_PROBLEMS TO SOLVE_.
A. Reproduce the passage on strip searches word for word, beginning at the words "Except for Clarence" and stopping after "would run wild.".
B. Gather every line of the rows that contains the word "peacock", and copy each one unchanged.

_SUPPLIED PASSAGE_.
'''

Except for Clarence Thomas, things are not nearly as bleak as commentators would have had us believe after the U.S. Supreme Court announced its decision in the recent case of Florence v. County of Burlington. Strip searches, some feared, would run wild.

Albert Florence had received and paid a fine for a traffic offense some years prior to the incident that gave rise to the case that went before the Court.  When his wife was stopped for speeding and he was in the car, his identification was checked and through a computer error the officer was led to believe Albert had an unpaid fine that had, in fact, been paid years earlier. Since it appeared to be unpaid, he was taken to the Burlington County Detention Center where he was forced to shower with a delousing agent and carefully examined as he disrobed prior to showering and again while nude. Subsequently he was transferred to the Essex County Correctional Facility and, since the Essex County folk lacked confidence in the Burlington folks’ strip search and showering admission procedures, he was strip-searched a second time.  Following his release, Albert sued, among others, the government entities that ran the jails.

The Federal District Court that first heard the case entered a summary judgment in Albert’s favor, holding that strip-searching a “nonindictable offender” without reasonable suspicion deprived him of his Fourth Amendment right to be protected from an unreasonable search.  The Obama administration was distressed at this holding and joined the defendants in urging the U.S. Supreme Court to uphold the actions of the jailers in subjecting Albert to two strip searches. The Supreme Court sided with the administration and held that the strip searches were just fine.  Since the Court has now opened the door wide to strip searches of everyone admitted to a jail for whatever reason there are some who wonder if there are any arenas in which strip searches would be frowned upon by the conservative majority on the court that dislikes government intrusion in private lives except when it doesn’t.   The historical answer is there is one sacred area-the school.  We learn that from a case that involved then-13-year old Savana Redding,  Safford Unified School Dist. #1 v. Redding.

Savana attended a school that has a zero tolerance for drugs.  In 2003 a classmate told school officials that Savana had proscribed drugs in her possession.  Without calling her parents, the school officials did what any reasonable school official would do under those circumstances.  They ordered Savana to remove her outer garments and pull out her underwear to see if she was concealing drugs in her private parts, thus “exposing her breasts and pelvic area to some degree” as Justice Souter who wrote the majority opinion for the U.S. Supreme Court explained. In discussing whether the search was reasonable Justice Souter said:  “Here, the content of the suspicion failed to match the degree of intrusion. Wilson [the school official] knew beforehand that the pills were prescription-strength ibuprofen and over-the-counter naproxen, common pain relievers equivalent to two Advil, or one Aleve.  He must have been aware of the nature and limited threat of the specific drugs he was searching for, and while just about anything can be taken in quantities that will do real harm, Wilson had no reason to suspect that large amounts of the drugs were being passed around, or that individual students were receiving great numbers of pills. . . . “In sum, what was missing from the suspected facts that pointed to Savana was any indication of danger to the students from the power of the drugs or their quantity, and any reason to suppose that Savana was carrying pills in her underwear. We think that the combination of these deficiencies was fatal to finding the search reasonable.” The opinion in that case was, insofar as strip searches were concerned, eight opposed and one in favor.

'''

_LISTED ENTRIES_.
'''

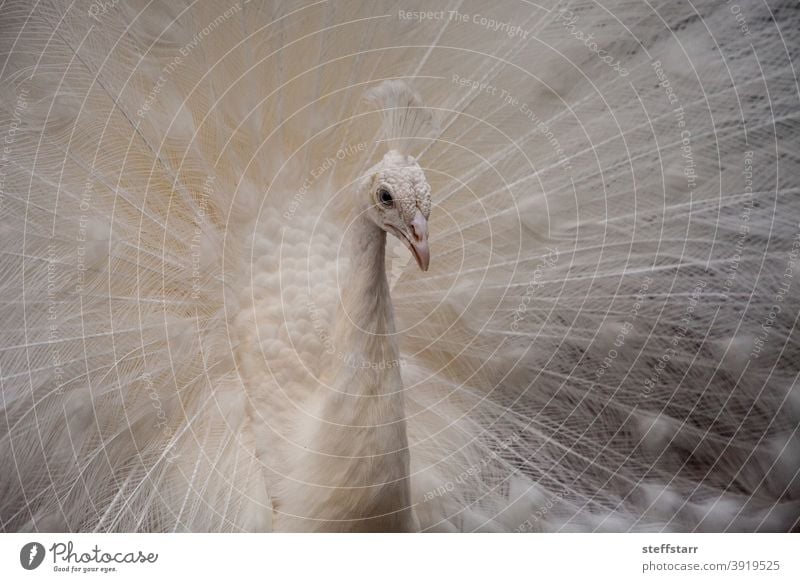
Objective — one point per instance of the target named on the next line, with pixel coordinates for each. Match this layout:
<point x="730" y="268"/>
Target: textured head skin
<point x="398" y="199"/>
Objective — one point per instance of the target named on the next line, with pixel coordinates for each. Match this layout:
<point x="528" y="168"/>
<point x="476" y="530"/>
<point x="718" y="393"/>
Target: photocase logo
<point x="31" y="555"/>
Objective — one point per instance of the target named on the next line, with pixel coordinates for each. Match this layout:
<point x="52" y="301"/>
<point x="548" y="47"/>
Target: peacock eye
<point x="385" y="198"/>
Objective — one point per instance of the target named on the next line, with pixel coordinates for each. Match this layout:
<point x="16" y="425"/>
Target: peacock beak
<point x="418" y="240"/>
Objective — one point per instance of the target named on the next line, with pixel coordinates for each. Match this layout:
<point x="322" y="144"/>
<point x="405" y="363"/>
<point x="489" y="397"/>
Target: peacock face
<point x="400" y="203"/>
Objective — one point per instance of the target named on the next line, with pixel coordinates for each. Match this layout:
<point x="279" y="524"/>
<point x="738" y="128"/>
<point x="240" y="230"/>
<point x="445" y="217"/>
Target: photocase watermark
<point x="185" y="51"/>
<point x="780" y="296"/>
<point x="505" y="27"/>
<point x="655" y="376"/>
<point x="732" y="268"/>
<point x="625" y="329"/>
<point x="20" y="105"/>
<point x="85" y="204"/>
<point x="316" y="173"/>
<point x="535" y="283"/>
<point x="318" y="324"/>
<point x="471" y="471"/>
<point x="98" y="8"/>
<point x="687" y="155"/>
<point x="196" y="245"/>
<point x="54" y="332"/>
<point x="569" y="21"/>
<point x="540" y="513"/>
<point x="511" y="100"/>
<point x="161" y="415"/>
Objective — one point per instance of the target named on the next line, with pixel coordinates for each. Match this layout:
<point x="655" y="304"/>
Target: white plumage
<point x="197" y="330"/>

'''

_OUTPUTS BY TASK_.
A.
Except for Clarence Thomas, things are not nearly as bleak as commentators would have had us believe after the U.S. Supreme Court announced its decision in the recent case of Florence v. County of Burlington. Strip searches, some feared, would run wild.

B.
Target: peacock eye
Target: peacock beak
Target: peacock face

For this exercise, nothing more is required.